Wenn man diese Ethik auf die derzeitige Situation anwendet, ließe sich Folgendes sagen: Die politischen Maßnahmen zur Eindämmung der Pandemie dürfen nicht kontraproduktiv sein, sie dürfen also auf die Dauer und im Ganzen nicht gerade diejenigen Werte untergraben, die man mit ihnen erreichen will, und sie dürfen auch nicht unnötig andere Werte opfern. Sie müssen also „verhältnismäßig“ sein. Das Hauptziel dieser Maßnahmen ist die Rettung von Leben. Falls aber diese Maßnahmen überschießend sind, könnte es etwa durch einen wirtschaftlichen Totalausfall und dessen Folgeerscheinungen (z. B. Versorgungsprobleme, Kriminalität, soziale Unruhen, sogar Krieg) zu einem insgesamt noch viel größeren Verlust an Menschenleben kommen. Auch andere Werte dürfen dabei nicht unnötigerweise beeinträchtigt werden, man denke etwa an den Wert der Freiheit oder an bestimmte Merkmale einer offenen Gesellschaft. Es geht also um die rechte Balance: Man darf nur so viel Schaden zulassen, wie dies unbedingt nötig ist, um den angestrebten Wert zu erreichen. Sicher wird man darüber hinaus sagen können, dass „Leben“ ein besonderer Wert ist, weil Leben ja die grundlegende Voraussetzung dafür ist, andere Werte überhaupt anstreben zu können. Gerade jetzt erkennen wir vielleicht wieder besonders deutlich den Wert des Lebens. In Krisen zeigt sich, was wirklich wichtig ist, worauf es eigentlich ankommt.

* Angezeigte Informationen *
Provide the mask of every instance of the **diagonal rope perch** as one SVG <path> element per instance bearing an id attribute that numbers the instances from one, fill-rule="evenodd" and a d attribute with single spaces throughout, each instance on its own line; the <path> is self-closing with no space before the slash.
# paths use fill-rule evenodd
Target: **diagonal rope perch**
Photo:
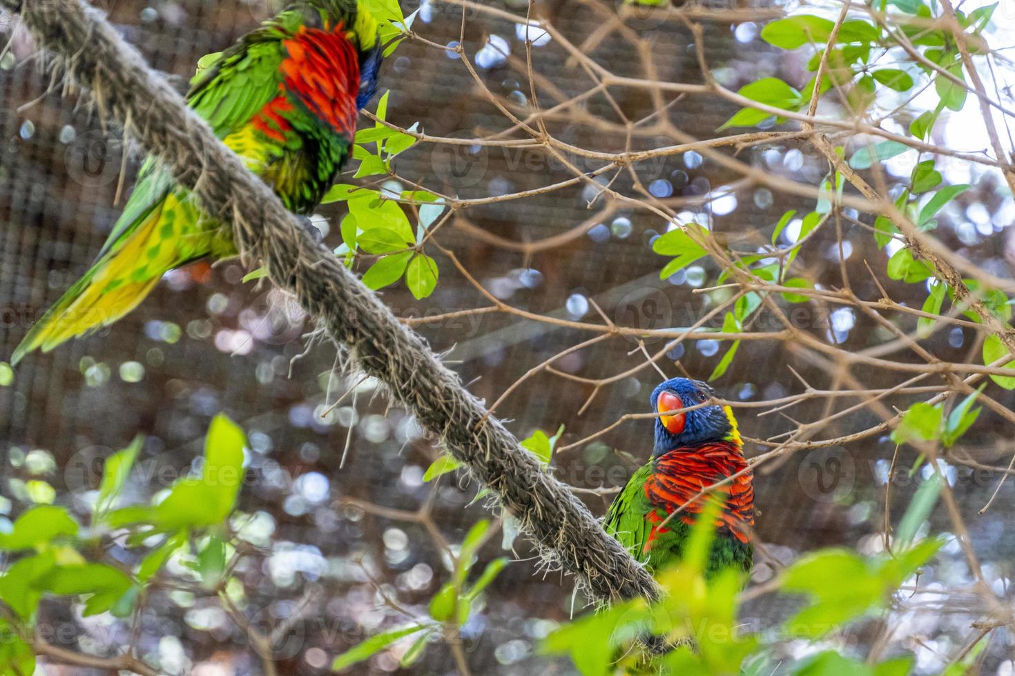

* Verständnis prüfen *
**a.** Nennen Sie sämtliche Folgeerscheinungen eines wirtschaftlichen Totalausfalls, die der Text zur Ethik der Pandemiemaßnahmen in Klammern aufführt.
**b.** Führen Sie den Text zur Ethik der Pandemiemaßnahmen im Anschluss an seinen letzten Satz weiter.
Die Auflistung ist eigenständiges Material und gehört nicht zum Textauszug.

* Lösungen *
**a.** Versorgungsprobleme, Kriminalität, soziale Unruhen, Krieg

**b.**
Ein wichtiges Problem der Ethik besteht auch darin, dass wir häufig unter Zeitdruck und unter Bedingungen von Ungewissheit handeln müssen. Prognosen können sich als unzutreffend herausstellen, Entwicklungen können völlig anders verlaufen als ursprünglich gedacht. Selbst die beste Wissenschaft kann uns keine Unfehlbarkeit garantieren. Ob eine Handlung tatsächlich verantwortbar ist, lässt sich oft nur vermuten. Es ist deshalb notwendig, aufmerksam zu bleiben, das eigene Handeln gegebenenfalls anzupassen und in diesem Sinn aus Schaden klug zu werden. Auch ethische Einsicht entwickelt sich durch „Versuch und Irrtum“, „trial and error“. (Leider lehrt die Geschichte der Menschheit, dass man immer wieder die Mühe scheut, aus ihr tatsächlich zu lernen.) Und gerade in Bereichen, in denen wir die Auswirkungen unseres Handelns noch kaum abschätzen können, empfiehlt sich dringend eine „Strategie der kleinen Schritte“, welche die Möglichkeit bestehen lässt, notfalls gegenzusteuern. Dadurch lässt sich Schaden begrenzen.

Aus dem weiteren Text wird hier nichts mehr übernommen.